GOAL OF THE EXERCISE: Copy out word for word only the lines of the items that run from the line containing "green beret in" to the line containing "(1129, 543)", including both of those lines.
╭─ STORED ROWS
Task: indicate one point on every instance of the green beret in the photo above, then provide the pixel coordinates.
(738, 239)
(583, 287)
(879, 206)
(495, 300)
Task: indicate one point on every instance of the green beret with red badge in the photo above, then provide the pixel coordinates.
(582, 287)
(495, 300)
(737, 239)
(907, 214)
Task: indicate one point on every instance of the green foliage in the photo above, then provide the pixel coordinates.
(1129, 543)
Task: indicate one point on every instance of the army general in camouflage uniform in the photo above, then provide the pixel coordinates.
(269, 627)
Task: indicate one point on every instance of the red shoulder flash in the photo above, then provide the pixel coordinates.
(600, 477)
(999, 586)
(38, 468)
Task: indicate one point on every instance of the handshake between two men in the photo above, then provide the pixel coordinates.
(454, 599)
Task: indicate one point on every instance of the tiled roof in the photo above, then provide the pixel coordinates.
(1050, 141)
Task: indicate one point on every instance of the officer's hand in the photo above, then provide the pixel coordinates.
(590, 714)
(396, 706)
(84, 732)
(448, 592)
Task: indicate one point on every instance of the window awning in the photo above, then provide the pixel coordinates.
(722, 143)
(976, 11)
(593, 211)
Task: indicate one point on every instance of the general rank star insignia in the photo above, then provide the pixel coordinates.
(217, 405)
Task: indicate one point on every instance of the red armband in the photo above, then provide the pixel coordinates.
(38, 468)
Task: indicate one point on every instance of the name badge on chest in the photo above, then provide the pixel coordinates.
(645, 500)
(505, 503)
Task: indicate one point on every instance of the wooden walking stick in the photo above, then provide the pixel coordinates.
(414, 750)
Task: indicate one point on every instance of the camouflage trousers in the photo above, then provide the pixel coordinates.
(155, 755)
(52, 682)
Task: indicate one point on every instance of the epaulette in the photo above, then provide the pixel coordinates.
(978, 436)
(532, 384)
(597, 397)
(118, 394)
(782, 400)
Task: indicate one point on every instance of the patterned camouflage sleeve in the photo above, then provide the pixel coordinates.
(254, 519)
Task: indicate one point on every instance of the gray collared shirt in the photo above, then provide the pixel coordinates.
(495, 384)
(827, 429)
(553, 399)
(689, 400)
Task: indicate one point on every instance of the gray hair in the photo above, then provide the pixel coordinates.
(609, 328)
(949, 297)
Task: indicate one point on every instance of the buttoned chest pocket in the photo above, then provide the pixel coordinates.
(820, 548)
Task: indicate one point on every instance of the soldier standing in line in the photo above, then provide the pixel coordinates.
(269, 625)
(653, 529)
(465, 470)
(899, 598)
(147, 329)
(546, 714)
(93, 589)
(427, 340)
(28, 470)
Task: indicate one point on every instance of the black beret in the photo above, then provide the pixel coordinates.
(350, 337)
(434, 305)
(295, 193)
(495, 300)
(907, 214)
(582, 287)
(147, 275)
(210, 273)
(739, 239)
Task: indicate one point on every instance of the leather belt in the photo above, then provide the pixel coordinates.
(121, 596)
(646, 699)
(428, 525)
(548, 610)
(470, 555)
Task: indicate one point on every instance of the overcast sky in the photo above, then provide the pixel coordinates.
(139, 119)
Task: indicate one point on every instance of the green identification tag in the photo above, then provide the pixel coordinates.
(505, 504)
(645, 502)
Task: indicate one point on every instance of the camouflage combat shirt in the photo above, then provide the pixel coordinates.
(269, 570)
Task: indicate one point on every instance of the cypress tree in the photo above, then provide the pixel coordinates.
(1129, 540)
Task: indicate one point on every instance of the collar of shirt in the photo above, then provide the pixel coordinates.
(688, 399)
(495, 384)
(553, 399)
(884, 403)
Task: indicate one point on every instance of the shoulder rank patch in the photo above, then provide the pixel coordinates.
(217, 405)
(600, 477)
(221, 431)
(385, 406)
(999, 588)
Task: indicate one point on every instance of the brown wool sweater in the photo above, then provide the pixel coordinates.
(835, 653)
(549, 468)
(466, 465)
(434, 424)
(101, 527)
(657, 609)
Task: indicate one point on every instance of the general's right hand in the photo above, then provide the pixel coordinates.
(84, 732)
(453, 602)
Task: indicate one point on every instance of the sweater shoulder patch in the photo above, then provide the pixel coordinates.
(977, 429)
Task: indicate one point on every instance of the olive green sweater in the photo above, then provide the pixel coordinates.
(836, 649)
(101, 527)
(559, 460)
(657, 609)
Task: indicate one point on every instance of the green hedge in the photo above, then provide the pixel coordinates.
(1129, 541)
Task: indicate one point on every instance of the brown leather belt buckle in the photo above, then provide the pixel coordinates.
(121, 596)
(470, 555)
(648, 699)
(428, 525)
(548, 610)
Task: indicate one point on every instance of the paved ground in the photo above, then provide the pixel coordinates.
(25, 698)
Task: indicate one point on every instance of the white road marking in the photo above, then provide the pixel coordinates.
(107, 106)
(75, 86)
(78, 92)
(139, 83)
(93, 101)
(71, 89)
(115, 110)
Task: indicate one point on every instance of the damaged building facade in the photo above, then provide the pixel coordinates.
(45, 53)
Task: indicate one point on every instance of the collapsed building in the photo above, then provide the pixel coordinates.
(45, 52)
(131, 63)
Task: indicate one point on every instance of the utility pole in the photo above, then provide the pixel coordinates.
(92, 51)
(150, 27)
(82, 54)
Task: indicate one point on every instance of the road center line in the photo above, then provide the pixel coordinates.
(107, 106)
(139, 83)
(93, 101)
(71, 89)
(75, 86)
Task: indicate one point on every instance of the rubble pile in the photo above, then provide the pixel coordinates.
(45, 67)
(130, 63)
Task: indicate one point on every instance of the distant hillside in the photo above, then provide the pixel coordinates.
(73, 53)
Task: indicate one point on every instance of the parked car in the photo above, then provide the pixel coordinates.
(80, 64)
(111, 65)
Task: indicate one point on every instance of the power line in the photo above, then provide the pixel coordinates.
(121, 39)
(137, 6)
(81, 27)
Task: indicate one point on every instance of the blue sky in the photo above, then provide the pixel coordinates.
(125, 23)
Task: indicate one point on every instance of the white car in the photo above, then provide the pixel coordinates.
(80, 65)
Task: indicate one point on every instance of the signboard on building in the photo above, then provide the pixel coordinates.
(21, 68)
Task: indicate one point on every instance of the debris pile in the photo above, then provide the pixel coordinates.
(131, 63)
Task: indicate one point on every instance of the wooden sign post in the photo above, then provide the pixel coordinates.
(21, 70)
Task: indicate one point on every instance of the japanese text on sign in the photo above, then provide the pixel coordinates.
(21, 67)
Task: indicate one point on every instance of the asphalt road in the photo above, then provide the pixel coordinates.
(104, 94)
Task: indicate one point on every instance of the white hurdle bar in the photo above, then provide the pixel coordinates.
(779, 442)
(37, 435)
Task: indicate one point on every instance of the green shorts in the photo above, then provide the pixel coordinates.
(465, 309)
╰─
╭─ STORED ROWS
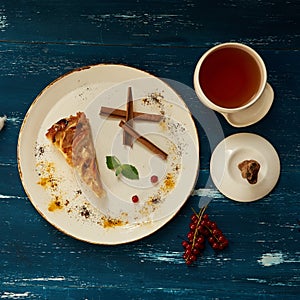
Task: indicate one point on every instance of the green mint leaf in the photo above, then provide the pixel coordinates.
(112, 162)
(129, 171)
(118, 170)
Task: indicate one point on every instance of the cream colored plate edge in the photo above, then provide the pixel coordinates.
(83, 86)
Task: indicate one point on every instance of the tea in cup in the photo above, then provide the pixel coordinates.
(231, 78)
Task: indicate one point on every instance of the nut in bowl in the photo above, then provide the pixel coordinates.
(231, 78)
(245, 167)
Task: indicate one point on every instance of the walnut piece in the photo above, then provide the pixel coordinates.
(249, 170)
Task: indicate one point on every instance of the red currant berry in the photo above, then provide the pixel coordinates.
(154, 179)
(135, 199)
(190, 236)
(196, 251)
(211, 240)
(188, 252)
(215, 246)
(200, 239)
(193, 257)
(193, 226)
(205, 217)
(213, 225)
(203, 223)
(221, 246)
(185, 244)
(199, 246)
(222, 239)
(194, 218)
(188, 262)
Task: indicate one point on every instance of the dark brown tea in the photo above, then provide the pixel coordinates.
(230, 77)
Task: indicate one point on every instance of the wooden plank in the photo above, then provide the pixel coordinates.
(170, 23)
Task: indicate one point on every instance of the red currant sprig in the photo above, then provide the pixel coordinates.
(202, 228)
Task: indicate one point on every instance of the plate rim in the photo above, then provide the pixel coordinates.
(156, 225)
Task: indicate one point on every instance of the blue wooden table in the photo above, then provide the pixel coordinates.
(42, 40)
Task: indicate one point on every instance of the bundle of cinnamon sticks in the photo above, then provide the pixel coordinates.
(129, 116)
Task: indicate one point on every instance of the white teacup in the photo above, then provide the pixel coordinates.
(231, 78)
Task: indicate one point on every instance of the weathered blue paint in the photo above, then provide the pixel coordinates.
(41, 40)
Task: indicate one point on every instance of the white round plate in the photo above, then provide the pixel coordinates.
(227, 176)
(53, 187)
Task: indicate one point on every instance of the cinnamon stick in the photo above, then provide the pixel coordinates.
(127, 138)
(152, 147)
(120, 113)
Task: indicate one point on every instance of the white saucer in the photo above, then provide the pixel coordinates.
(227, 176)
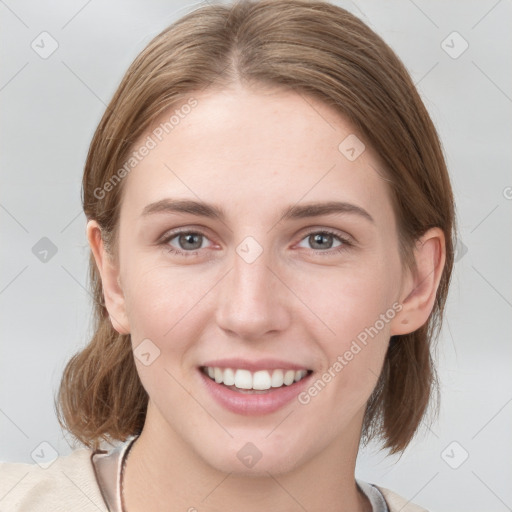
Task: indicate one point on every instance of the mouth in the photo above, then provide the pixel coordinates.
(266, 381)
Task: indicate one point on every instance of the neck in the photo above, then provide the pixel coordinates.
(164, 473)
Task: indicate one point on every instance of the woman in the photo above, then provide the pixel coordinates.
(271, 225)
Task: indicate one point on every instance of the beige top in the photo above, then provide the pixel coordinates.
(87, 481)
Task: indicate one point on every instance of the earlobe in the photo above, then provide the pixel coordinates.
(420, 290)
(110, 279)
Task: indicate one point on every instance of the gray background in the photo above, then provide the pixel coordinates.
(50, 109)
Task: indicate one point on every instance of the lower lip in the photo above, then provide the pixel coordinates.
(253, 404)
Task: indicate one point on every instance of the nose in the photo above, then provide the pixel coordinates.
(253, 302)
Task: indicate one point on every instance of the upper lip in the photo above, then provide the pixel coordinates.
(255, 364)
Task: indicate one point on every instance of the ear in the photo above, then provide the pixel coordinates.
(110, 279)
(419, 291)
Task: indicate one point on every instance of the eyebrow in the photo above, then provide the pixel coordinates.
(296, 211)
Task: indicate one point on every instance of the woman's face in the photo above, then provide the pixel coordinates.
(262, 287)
╰─
RESPONSE TO THE TASK:
Task: indicate one point on every instance of the green beret in the photo above, then provide the pixel coordinates.
(738, 239)
(583, 287)
(879, 206)
(495, 300)
Task: indicate one point on every instance of the green beret with red badge in the photo above, then provide the pixel coordinates.
(582, 287)
(495, 300)
(737, 239)
(907, 214)
Task: indicate one point on every instance of the green foliage in the photo above, then provide the pixel coordinates.
(1129, 543)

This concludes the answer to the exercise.